DOCUMENT →

The scope form can be used only for a limited subset of all possible EH clause configurations: the handler blocks must immediately follow the previous handler block or the guarded block. If the EH clause configuration is different, you must resort to the label form or a mixed form in which the guarded block is scoped but the catch handler is specified by IL offsets, or vice versa.
...
br AfterHandler
HandlerBegins:
// The exception handler code
...
leave KeepGoing
AfterHandler:
...
.try{
// Guarded code
...
leave KeepGoing
}
catch[mscorlib]System.Exception
handler HandlerBegins to AfterHandler
...
KeepGoing:
...
The IL disassembler by default outputs the EH clauses in the scope form—at least those clauses that can be represented in this form. However, there is an option to suppress the scope form and output all EH clauses in their label form (command-line option /RAW). But let’s suppose for the sake of convenience that you can shape the code in such a way that the contiguity condition is satisfied, allowing you to use the scope form. A single guarded block with multiple handlers in scope form will look like this:
.try{
// Guarded code
...
leave KeepGoing
}
catch[mscorlib]System.NullReferenceException {
// The exception handler #1 code
...
leave KeepGoing
}
catch[mscorlib]System.Exception {
// The exception handler #2 code
...
leave KeepGoing
}
...
KeepGoing:
...

TO BE DONE →
(a) Could you rewrite the IL exception-handling text between "The scope form can" and "or vice versa.", inclusive, renaming "guarded block" to "protected block"?
(b) How would the IL exception-handling text go on from its final line?

COLLECTED MATERIAL →
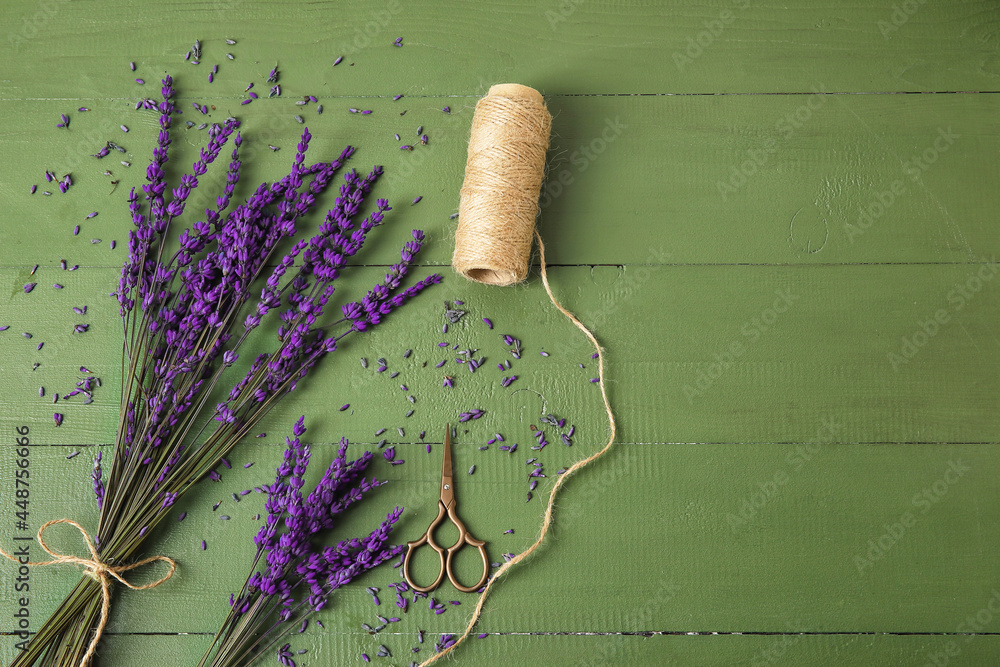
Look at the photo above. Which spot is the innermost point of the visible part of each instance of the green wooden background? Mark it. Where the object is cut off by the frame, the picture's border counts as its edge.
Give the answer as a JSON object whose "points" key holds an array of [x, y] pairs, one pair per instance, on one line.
{"points": [[779, 220]]}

RESPONSES IN ORDER →
(a)
The scope form can be used only for a limited subset of all possible EH clause configurations: the handler blocks must immediately follow the previous handler block or the protected block. If the EH clause configuration is different, you must resort to the label form or a mixed form in which the protected block is scoped but the catch handler is specified by IL offsets, or vice versa.

(b)
Much more readable, isn’t it? The nested EH configuration shown earlier in Figure 14-1 is easily understandable when written in scope form:
.try{
.try{
.try{
// Guarded code
...
leave L1
}
catch A {
// This code works when exception A is thrown
...
leave L2
}
} // No need for leave here!
finally{
// This code works in any case
...
endfinally
}
}// No need forleavehere either!
catch B {
// This code works when exception B is thrown in guarded code
...
leave L3
}
L1:
...
L2:
...
L3:
...
The filter EH clauses in scope form are subject to the same limitation: the handler block must immediately follow the guarded block. But in a filter clause the handler block includes first the filter block and then, immediately following it, the actual handler, so the scope form of a filter clause looks like this:
.try{
// Guarded code
...
leave KeepGoing
}
filter{
// Here we decide whether we should invoke the actual handler
...
ldc.i4.1// OK, let's invoke the handler
endfilter
} {
// Actual handler code
...
leave KeepGoing
}
KeepGoing:
...
And, of course, you easily switch between scope form and label form within a single EH clause declaration. The general ILAsm syntax for an EH clause declaration is as follows:
<EH_clause> ::= .try<guarded_block>
<EH_type_specific> <handler_block>
Where
<guarded_block> ::= <label> to<label>| <scope>
<EH_type_specific> ::= catch<class_ref> |
filter<label> | filter<scope> |
finally|
fault
<handler_block> ::= handler<label> to<label> | <scope>
The nonterminals <label> and <class_ref> must be familiar by now, and the meaning of <scope> is obvious: “code enclosed in curly braces.”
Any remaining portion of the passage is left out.